Locate every line in the records below that contains the word "wooden" and copy each of those lines out in full.

◆ Supplied records ◆
+++

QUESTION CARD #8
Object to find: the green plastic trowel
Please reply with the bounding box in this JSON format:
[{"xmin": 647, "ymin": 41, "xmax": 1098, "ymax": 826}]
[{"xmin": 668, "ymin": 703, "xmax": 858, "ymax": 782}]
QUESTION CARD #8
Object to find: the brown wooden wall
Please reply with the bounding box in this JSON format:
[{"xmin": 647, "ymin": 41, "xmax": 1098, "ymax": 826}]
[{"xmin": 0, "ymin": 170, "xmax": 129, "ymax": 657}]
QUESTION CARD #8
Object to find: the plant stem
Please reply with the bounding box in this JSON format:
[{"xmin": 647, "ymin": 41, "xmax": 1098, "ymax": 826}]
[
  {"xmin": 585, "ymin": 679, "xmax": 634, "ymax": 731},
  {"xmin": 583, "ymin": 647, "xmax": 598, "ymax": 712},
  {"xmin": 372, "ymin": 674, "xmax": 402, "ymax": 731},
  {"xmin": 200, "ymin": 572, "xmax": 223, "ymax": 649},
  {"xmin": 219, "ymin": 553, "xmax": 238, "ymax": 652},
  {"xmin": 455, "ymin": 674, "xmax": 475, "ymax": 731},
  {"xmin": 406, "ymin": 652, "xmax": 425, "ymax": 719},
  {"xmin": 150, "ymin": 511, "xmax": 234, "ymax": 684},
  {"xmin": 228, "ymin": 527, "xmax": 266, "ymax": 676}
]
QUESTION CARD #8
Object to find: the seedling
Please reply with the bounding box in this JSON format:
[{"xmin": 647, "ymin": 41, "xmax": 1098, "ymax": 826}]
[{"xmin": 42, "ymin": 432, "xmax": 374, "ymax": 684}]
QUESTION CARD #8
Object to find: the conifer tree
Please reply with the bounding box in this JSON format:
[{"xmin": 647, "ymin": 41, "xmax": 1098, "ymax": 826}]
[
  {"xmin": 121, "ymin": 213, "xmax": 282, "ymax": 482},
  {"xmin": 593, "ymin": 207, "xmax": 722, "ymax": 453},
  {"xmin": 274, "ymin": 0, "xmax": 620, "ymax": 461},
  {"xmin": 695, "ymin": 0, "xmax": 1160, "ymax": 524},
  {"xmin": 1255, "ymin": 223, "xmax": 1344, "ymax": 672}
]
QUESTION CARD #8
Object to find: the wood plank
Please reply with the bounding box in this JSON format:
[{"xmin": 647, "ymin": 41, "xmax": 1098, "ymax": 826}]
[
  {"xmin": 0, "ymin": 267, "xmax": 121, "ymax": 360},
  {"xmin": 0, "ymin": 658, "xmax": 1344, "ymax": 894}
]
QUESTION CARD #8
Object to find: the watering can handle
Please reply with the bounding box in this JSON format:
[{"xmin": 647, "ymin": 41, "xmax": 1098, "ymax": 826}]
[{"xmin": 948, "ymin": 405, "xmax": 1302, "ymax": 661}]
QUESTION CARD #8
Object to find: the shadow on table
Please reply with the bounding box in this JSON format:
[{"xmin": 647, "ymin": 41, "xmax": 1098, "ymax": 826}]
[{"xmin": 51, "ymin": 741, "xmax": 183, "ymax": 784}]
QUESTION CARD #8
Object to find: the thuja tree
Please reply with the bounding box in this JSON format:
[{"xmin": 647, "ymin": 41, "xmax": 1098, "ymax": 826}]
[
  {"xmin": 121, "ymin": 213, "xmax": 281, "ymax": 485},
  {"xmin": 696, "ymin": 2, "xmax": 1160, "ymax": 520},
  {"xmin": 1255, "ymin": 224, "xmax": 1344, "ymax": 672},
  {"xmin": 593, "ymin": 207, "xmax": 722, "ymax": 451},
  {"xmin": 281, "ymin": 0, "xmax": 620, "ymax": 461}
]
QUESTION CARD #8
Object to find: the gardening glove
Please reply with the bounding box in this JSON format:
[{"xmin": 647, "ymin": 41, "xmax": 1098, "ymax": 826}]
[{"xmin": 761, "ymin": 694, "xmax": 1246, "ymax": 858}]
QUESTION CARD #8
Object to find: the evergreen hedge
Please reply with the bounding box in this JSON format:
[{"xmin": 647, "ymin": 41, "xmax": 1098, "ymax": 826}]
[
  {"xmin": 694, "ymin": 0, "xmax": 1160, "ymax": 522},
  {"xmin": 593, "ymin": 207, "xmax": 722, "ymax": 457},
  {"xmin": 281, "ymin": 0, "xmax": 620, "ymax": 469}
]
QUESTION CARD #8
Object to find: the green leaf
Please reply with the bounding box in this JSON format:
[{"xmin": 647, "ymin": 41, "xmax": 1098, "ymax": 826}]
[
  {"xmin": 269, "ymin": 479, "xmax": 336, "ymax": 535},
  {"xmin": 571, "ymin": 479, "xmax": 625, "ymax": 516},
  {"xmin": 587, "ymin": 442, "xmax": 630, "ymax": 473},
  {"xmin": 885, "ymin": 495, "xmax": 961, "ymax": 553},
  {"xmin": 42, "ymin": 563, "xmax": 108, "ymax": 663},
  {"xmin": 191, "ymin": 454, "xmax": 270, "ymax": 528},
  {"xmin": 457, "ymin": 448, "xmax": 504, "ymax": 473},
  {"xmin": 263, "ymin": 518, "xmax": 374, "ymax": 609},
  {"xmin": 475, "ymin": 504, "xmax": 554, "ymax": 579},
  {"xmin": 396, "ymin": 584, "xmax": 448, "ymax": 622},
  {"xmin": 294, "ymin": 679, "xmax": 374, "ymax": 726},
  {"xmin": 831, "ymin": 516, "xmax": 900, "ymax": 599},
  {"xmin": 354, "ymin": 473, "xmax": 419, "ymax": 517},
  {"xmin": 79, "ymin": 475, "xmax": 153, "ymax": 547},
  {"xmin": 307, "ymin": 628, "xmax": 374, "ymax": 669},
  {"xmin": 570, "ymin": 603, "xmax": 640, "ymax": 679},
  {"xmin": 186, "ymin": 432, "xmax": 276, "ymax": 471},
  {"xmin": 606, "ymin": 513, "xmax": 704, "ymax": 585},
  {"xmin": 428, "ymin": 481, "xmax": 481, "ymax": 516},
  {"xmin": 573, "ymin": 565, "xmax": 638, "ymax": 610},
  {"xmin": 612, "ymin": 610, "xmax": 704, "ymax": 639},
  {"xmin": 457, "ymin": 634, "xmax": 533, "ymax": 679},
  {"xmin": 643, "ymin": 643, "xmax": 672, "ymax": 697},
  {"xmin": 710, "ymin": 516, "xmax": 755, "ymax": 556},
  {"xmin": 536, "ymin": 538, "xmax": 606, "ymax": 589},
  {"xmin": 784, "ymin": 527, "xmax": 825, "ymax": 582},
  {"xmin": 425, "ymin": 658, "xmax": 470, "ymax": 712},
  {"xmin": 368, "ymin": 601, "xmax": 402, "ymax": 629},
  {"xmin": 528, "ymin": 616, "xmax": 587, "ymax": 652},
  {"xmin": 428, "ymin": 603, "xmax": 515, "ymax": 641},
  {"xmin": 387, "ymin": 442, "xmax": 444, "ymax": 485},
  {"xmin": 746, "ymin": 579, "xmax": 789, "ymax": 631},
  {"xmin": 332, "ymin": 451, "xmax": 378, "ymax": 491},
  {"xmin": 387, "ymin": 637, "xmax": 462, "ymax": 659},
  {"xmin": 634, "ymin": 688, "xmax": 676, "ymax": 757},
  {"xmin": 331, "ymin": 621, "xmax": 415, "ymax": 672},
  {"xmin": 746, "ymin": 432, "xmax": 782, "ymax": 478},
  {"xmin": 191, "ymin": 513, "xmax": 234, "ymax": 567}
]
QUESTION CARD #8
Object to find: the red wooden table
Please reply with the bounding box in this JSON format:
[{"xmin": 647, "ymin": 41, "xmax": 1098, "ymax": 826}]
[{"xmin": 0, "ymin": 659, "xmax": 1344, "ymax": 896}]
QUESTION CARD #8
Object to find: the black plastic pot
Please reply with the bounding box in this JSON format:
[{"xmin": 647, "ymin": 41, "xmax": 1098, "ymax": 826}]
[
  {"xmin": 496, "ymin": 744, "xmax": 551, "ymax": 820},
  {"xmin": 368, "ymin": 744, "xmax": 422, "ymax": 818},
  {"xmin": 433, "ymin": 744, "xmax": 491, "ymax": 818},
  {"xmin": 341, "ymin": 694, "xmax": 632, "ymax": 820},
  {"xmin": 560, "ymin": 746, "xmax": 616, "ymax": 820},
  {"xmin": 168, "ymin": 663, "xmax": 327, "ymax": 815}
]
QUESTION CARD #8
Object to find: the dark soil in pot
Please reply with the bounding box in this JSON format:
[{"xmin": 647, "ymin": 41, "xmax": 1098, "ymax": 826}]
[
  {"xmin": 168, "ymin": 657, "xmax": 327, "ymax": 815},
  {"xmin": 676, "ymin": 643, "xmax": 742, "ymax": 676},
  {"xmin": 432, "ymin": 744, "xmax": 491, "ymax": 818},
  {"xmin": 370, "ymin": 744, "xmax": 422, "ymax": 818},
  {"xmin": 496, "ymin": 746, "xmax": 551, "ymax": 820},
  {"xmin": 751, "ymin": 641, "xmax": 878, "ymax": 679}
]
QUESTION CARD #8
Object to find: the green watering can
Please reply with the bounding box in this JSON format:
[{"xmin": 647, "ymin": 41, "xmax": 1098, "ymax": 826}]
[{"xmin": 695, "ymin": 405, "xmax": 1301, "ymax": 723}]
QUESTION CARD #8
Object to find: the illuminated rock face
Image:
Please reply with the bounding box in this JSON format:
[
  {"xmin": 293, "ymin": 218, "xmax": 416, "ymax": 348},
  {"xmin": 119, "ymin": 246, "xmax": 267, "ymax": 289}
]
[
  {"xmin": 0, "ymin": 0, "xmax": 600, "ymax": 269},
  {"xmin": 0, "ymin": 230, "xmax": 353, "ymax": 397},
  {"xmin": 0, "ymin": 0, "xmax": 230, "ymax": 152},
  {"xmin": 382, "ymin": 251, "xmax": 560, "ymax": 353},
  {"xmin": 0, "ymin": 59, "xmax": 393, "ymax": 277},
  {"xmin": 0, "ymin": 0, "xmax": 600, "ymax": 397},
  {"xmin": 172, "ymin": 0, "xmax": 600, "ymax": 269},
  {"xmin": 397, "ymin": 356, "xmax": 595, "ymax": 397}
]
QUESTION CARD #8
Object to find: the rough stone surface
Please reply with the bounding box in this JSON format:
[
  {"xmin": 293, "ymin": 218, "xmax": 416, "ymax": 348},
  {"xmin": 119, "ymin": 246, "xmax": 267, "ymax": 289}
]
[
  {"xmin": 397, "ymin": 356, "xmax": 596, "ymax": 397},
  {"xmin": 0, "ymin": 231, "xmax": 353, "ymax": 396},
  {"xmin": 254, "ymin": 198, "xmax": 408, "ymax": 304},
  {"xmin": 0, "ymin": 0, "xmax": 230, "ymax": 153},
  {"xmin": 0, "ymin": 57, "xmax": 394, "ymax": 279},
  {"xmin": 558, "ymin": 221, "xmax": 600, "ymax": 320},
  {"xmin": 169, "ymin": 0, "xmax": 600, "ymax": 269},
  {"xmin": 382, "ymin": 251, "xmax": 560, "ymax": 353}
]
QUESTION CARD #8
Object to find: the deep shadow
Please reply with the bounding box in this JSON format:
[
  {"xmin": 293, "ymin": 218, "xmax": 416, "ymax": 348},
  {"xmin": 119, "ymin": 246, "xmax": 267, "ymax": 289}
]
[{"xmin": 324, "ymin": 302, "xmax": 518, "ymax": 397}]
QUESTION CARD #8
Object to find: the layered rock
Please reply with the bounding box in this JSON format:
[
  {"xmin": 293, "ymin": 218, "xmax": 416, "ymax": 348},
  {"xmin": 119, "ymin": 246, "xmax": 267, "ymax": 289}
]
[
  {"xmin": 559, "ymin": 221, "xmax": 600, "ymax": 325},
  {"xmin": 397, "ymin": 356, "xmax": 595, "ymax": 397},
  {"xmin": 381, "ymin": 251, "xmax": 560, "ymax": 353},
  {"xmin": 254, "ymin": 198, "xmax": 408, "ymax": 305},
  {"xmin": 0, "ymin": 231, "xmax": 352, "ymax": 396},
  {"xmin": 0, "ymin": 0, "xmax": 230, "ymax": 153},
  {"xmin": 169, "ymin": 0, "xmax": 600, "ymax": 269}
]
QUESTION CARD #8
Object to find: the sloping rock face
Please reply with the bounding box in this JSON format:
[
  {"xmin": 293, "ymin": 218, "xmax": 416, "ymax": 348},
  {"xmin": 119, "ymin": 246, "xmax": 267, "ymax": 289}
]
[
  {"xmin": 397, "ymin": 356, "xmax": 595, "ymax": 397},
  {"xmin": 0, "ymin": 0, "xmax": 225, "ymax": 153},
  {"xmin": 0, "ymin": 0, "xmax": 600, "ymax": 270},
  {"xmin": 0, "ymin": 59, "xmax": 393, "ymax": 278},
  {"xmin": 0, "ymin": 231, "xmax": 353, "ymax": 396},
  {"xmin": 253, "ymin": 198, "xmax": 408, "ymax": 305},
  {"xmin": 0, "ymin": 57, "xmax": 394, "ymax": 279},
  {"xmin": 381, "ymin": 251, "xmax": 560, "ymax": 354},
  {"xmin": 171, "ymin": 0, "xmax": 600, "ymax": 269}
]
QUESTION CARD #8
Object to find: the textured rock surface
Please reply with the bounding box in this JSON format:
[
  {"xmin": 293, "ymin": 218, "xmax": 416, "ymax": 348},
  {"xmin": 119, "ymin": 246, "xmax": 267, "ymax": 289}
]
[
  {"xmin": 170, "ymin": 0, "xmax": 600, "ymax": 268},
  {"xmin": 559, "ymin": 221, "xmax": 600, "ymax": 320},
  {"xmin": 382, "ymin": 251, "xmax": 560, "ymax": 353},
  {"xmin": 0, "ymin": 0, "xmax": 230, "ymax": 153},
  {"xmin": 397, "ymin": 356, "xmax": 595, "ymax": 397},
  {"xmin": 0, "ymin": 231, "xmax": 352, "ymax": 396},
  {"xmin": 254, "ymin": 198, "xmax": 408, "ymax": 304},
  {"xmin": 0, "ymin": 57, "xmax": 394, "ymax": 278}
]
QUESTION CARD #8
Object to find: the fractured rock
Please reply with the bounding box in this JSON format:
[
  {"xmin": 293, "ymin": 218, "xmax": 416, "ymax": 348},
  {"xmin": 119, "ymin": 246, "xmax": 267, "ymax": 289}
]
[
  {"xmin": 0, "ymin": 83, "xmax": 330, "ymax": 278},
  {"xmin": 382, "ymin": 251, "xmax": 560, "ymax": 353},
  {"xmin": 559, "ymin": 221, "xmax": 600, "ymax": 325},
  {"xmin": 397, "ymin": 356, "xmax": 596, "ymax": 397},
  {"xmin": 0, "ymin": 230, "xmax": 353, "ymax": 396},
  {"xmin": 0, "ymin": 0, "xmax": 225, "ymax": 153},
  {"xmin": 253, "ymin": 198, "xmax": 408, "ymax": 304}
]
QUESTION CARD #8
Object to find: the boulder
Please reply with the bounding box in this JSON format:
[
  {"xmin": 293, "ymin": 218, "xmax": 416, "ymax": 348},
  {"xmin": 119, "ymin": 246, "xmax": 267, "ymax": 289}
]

+++

◆ Answer for the task ◆
Object to find: the brown wooden wall
Object to find: the red wooden table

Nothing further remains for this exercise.